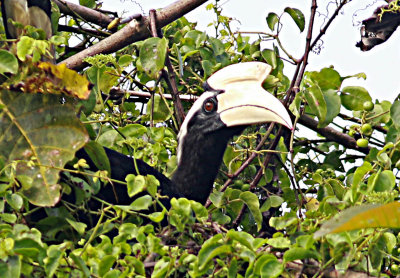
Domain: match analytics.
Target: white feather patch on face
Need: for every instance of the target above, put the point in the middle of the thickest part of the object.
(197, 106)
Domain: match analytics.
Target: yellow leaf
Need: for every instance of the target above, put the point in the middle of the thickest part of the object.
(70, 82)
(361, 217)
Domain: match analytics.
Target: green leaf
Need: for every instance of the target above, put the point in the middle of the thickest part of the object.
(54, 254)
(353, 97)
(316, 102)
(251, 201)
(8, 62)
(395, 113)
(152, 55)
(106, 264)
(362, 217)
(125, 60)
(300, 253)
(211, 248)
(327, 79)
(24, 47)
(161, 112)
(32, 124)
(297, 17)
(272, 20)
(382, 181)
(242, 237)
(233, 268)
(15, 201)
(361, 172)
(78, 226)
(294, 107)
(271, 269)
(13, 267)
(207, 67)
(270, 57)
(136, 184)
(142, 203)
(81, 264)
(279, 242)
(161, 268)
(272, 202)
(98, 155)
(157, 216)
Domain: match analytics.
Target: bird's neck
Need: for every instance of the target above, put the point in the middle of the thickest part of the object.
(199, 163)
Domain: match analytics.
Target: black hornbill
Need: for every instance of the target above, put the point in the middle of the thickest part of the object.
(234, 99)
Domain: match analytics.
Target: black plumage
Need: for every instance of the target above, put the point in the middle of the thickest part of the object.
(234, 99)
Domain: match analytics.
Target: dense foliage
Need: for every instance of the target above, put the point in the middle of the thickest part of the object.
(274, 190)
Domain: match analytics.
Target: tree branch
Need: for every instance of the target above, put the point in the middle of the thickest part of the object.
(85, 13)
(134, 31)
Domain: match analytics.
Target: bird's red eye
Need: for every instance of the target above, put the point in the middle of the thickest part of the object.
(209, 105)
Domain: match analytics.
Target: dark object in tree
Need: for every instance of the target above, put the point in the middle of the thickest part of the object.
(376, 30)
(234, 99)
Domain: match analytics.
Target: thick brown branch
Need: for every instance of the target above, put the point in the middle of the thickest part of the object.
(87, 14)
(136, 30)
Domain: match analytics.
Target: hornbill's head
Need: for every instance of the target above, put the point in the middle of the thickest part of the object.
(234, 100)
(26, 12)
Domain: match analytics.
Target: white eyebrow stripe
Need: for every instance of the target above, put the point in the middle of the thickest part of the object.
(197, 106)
■ ■ ■ ■
--- Exercise instructions ---
Report every line of the entries above that contains the string "hornbill", treating uppercase and lowercase letters as distinct.

--- Task result ---
Target: black hornbill
Target: hornbill's head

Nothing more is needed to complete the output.